# Work Visa help needed!



## josiejump (Oct 18, 2010)

Hi Everyone, 

After applying for our work visas before Christmas, we heard from an immigration officer advising our applications would be reviewed this week. My husband has been offered a job so we had more than the required 140 points. Was thrilled to hear our application should be processed so soon until we received another email saying it's unlikely we'll get our visas as they think my husbands (hopefully) future employer could get a NZ worker to fill this vacancy even though we've proved to them that he's been trying since last Oct to fill the role. 

My husband is a qualified painter and has specialised in paperhanging; the role to be filled is specifically a paperhanging role which is not part of the curriculum for painters/decorators in NZ. (In Ireland the training course seems to be much more detailed and a year longer than in NZ)

The officer has said there has been labour market tests and this has shown there are painters available in Auckland where we plan on moving to - trying to explain that the role is specifically for a paperhanger is proving very difficult.

We're distraught at the thought of not being able to move; we've tenants for our house arranged, our cars sold, our children enrolled in school, not to mention the cost put into this.

----------

Work instructions
Set down the work visa forum post in full, word for word.

Annotation records

----------

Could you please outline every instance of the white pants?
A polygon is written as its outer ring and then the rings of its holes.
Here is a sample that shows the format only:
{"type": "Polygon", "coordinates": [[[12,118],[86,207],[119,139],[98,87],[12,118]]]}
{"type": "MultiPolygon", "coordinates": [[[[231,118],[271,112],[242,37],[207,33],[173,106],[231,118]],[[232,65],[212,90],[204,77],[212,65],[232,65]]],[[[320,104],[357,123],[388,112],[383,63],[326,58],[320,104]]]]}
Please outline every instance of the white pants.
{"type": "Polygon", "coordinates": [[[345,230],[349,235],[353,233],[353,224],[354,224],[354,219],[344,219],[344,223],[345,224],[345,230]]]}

----------

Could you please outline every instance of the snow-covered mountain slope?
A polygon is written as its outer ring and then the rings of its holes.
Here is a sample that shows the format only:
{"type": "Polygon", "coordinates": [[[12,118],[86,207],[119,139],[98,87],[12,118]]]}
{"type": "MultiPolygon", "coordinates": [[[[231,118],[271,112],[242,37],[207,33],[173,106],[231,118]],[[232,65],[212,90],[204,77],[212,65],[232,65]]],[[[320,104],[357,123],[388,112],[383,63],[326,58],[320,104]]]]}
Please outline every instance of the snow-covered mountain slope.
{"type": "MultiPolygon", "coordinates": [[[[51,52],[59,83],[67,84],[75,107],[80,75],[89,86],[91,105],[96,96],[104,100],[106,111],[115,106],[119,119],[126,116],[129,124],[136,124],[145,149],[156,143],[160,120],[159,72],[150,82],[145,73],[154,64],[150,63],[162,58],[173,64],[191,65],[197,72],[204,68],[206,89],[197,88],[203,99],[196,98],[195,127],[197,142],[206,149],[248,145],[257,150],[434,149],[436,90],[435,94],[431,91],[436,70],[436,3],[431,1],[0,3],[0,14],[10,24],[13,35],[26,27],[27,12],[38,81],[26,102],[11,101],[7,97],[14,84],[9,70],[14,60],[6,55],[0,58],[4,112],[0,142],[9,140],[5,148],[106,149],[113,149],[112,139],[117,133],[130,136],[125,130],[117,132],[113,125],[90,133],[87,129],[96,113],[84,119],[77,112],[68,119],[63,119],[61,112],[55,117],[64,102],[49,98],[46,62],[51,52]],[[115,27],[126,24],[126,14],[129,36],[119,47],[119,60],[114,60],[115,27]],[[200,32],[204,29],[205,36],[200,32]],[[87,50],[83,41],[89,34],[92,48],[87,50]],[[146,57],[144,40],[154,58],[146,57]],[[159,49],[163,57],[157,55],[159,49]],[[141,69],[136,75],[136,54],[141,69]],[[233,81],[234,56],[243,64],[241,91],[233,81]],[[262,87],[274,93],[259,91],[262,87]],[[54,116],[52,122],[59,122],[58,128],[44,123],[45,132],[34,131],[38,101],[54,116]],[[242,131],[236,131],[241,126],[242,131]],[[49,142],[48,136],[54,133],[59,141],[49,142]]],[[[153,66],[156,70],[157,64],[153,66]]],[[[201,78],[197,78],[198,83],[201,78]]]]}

----------

Answer to this exercise
# Work Visa help needed!



## josiejump (Oct 18, 2010)

Hi Everyone, 

After applying for our work visas before Christmas, we heard from an immigration officer advising our applications would be reviewed this week. My husband has been offered a job so we had more than the required 140 points. Was thrilled to hear our application should be processed so soon until we received another email saying it's unlikely we'll get our visas as they think my husbands (hopefully) future employer could get a NZ worker to fill this vacancy even though we've proved to them that he's been trying since last Oct to fill the role. 

My husband is a qualified painter and has specialised in paperhanging; the role to be filled is specifically a paperhanging role which is not part of the curriculum for painters/decorators in NZ. (In Ireland the training course seems to be much more detailed and a year longer than in NZ)

The officer has said there has been labour market tests and this has shown there are painters available in Auckland where we plan on moving to - trying to explain that the role is specifically for a paperhanger is proving very difficult.

We're distraught at the thought of not being able to move; we've tenants for our house arranged, our cars sold, our children enrolled in school, not to mention the cost put into this.